### [ACTION ITEM A]
Reproduce word for word the part of the AMP passage starting with "The UN said" and going on through "of AMP’s challenges.".
### [ACTION ITEM B]
Answer these questions from the AMP passage:
(i) At what event was the programme launched?
(ii) In which years does the programme begin and end?
(iii) How many national projects share the common architecture?

### [PROVIDED PASSAGE]
The UN said decentralised energy systems are vital to expanding access in rural areas. Off-grid solar kits contributed to this success, supplementing efforts to extend national grids. BNEF and SEforALL found that a combination of solar and storage technologies is the most cost-effective decentralised energy technology.
How will AMP work?
The programme, launched at COP27, will be funded by a group of multilateral organisations, but the aim is for individual countries to achieve scale by attracting private funds. Enabling policies and regulations that facilitate large-scale private investment, so that renewable energy mini-grids can be deployed at scale, will be part of AMP’s challenges.
Initial investments will be provided by the Global Environment Facility, a multilateral environmental fund, in partnership with the UNDP, US-based non-profit the Rocky Mountain Institute, and the African Development Bank. The programme will begin in 2022 and extend until 2027.
Its framework has two main elements: a regional, country-based focus; and a common architecture across 21 national projects. The former seeks to tailor technical and financial assistance based on local needs and cultural norms. The latter seeks to set policies and regulations that can help monitor and evaluate projects, which will be beneficial to attracting and keeping private sector interest.

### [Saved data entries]
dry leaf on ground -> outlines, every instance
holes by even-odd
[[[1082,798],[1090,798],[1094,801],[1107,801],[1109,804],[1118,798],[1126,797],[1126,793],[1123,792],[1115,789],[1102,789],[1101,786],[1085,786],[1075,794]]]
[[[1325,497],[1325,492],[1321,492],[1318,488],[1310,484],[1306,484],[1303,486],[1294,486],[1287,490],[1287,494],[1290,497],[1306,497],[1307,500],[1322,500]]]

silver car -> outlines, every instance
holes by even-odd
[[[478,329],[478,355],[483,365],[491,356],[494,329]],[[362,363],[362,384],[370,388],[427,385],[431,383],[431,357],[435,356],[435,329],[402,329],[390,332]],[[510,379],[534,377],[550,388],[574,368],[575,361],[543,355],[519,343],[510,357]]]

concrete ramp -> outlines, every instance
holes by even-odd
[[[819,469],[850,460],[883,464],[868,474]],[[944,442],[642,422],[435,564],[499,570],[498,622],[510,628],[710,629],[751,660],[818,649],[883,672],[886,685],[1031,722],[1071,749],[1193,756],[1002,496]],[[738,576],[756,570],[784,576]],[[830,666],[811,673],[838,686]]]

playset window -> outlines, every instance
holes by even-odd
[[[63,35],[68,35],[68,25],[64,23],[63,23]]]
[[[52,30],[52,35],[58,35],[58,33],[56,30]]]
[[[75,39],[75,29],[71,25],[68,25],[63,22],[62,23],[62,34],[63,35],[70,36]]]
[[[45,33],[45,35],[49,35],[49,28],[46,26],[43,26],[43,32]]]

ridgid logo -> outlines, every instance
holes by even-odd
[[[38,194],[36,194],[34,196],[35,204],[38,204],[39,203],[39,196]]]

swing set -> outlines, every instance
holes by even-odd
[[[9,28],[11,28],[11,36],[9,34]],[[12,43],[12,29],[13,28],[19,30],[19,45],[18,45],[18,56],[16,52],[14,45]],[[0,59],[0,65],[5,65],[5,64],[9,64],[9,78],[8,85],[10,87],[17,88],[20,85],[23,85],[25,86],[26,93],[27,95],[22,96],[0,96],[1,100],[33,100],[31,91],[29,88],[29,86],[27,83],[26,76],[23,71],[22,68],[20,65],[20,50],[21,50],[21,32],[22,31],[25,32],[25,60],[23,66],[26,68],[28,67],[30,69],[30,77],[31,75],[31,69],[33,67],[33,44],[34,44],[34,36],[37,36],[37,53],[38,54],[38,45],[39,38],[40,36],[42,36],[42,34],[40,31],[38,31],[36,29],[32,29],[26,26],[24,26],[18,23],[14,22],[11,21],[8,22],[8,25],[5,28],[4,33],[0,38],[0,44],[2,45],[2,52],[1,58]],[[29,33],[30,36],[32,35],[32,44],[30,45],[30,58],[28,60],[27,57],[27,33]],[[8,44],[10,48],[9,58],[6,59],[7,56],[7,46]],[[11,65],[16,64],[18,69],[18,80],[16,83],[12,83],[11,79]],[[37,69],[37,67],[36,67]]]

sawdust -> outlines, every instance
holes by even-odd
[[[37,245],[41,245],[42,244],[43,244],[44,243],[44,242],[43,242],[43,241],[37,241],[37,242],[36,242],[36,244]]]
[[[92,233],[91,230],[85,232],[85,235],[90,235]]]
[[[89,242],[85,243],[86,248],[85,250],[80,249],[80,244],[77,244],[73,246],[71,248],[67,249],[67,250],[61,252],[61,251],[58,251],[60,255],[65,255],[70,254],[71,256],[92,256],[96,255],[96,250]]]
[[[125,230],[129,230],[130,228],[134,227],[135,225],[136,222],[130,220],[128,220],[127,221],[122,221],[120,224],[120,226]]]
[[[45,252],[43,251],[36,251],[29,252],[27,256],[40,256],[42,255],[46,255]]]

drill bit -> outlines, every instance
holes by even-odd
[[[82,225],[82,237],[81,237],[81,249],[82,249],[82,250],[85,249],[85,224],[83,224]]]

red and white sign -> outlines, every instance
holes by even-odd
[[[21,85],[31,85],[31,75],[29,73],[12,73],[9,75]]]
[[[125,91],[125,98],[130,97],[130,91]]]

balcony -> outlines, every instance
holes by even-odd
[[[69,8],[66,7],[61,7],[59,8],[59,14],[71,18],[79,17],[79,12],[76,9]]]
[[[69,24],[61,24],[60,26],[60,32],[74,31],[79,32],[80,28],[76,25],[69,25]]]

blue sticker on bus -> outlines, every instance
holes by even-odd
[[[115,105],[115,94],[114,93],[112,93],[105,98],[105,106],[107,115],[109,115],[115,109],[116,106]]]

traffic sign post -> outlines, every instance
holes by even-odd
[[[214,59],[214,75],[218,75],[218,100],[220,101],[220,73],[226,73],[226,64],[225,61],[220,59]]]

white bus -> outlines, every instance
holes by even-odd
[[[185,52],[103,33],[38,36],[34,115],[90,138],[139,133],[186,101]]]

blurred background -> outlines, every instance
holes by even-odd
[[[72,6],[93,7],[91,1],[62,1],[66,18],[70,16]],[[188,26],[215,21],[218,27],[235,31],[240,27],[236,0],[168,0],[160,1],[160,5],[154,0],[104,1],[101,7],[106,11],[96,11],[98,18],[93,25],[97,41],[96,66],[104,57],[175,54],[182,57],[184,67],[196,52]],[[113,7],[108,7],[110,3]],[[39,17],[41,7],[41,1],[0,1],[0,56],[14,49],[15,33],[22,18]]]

### [WRITTEN ANSWER A]
The UN said decentralised energy systems are vital to expanding access in rural areas. Off-grid solar kits contributed to this success, supplementing efforts to extend national grids. BNEF and SEforALL found that a combination of solar and storage technologies is the most cost-effective decentralised energy technology.
How will AMP work?
The programme, launched at COP27, will be funded by a group of multilateral organisations, but the aim is for individual countries to achieve scale by attracting private funds. Enabling policies and regulations that facilitate large-scale private investment, so that renewable energy mini-grids can be deployed at scale, will be part of AMP’s challenges.

### [WRITTEN ANSWER B]
(i) COP27
(ii) It begins in 2022 and extends until 2027.
(iii) 21